Record extracts:
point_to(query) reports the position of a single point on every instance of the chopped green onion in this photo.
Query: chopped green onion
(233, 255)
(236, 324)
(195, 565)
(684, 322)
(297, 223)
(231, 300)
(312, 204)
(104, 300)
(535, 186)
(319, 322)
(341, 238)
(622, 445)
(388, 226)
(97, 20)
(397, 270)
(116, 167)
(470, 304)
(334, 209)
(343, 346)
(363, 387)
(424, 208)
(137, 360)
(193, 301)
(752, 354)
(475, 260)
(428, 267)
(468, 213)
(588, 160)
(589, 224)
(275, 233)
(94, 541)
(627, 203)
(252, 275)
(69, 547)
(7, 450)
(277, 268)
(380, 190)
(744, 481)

What the task requires:
Retype all of the items above, line for line, with no changes.

Answer to the task:
point_to(query) reports the position of a single point on every instance of the chopped green onion in this photo.
Query: chopped green onion
(233, 255)
(236, 324)
(195, 565)
(684, 322)
(297, 223)
(231, 300)
(312, 204)
(104, 300)
(535, 186)
(319, 322)
(341, 238)
(622, 445)
(388, 226)
(97, 20)
(397, 270)
(116, 167)
(470, 304)
(334, 209)
(343, 346)
(363, 387)
(424, 208)
(137, 360)
(193, 301)
(752, 354)
(475, 260)
(428, 267)
(468, 213)
(588, 160)
(589, 224)
(275, 233)
(94, 541)
(627, 203)
(252, 275)
(69, 547)
(7, 450)
(277, 268)
(380, 190)
(744, 481)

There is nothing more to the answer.